● PROBLEM TO SOLVE
You are asked to write out the entries exactly as they are given.

Text-to-region grounding data:
● ● ● ● ●

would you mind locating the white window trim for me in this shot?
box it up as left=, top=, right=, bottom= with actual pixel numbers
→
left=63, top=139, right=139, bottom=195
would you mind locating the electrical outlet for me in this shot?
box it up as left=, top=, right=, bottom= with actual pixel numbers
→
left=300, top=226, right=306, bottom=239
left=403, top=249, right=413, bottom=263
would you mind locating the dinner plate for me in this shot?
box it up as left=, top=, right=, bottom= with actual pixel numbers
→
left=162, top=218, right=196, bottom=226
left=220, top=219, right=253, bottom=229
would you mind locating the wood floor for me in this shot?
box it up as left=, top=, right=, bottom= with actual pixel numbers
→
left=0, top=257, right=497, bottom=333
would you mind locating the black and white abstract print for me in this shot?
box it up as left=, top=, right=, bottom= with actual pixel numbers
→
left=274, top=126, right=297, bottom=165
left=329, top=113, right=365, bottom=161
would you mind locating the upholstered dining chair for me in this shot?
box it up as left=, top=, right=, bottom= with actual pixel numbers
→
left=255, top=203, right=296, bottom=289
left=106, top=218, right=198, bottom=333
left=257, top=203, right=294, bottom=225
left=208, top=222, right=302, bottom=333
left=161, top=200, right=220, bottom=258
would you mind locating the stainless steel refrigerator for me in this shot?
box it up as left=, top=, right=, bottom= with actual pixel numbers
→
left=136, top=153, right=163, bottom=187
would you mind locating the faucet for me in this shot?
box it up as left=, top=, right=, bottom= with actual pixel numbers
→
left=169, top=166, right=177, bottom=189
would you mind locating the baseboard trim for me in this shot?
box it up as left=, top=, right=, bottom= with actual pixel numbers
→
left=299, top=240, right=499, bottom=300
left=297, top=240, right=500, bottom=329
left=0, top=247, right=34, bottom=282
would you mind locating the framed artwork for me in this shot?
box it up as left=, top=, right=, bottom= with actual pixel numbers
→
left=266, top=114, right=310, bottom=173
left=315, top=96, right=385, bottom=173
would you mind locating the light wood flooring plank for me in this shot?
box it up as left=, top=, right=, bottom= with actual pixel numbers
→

● ● ● ● ●

● ANSWER BELOW
would you mind locating the white window trim for me in this shot?
box it up as left=, top=, right=, bottom= with actual pixel numbers
→
left=63, top=139, right=139, bottom=195
would you mind locating the electrical outlet for me in this shot?
box it up as left=, top=, right=, bottom= with actual pixel numbers
→
left=300, top=226, right=306, bottom=239
left=403, top=249, right=413, bottom=263
would you mind locating the dinner plate for me in this shot?
box it up as left=, top=, right=, bottom= with actual pixel numbers
→
left=162, top=218, right=196, bottom=226
left=220, top=219, right=253, bottom=229
would you mind locating the wood floor for me in this shot?
box it up as left=, top=, right=, bottom= with actual pixel numbers
→
left=0, top=257, right=497, bottom=333
would you mind locating the black and white abstract print for me in this shot?
box it up as left=, top=, right=, bottom= with actual pixel numbers
→
left=274, top=126, right=297, bottom=165
left=329, top=113, right=365, bottom=161
would you mind locating the upholstered dining chair for me in this shot?
box it up as left=, top=, right=, bottom= with actual pixel numbers
→
left=255, top=203, right=296, bottom=289
left=106, top=218, right=198, bottom=333
left=257, top=203, right=294, bottom=225
left=208, top=222, right=302, bottom=333
left=161, top=200, right=220, bottom=258
would you mind locating the stainless steel refrigerator for me in this shot?
box it up as left=, top=, right=, bottom= with actual pixel numbers
→
left=136, top=153, right=163, bottom=187
would you mind locating the faucet for me in this shot?
box it up as left=, top=, right=, bottom= with actual pixel numbers
→
left=169, top=166, right=177, bottom=189
would you mind locating the baseboard trim for me in this shot?
box it up as left=, top=, right=, bottom= with actual pixel numbers
→
left=299, top=240, right=499, bottom=300
left=297, top=240, right=500, bottom=329
left=0, top=247, right=34, bottom=282
would you mind locating the framed artwork for me in this shot?
box it up as left=, top=, right=, bottom= with actual pixel numbers
→
left=266, top=114, right=310, bottom=173
left=315, top=96, right=385, bottom=173
would you mind locating the light wood flooring plank for me in this shot?
box it up as left=, top=, right=, bottom= with actual pixel numbers
→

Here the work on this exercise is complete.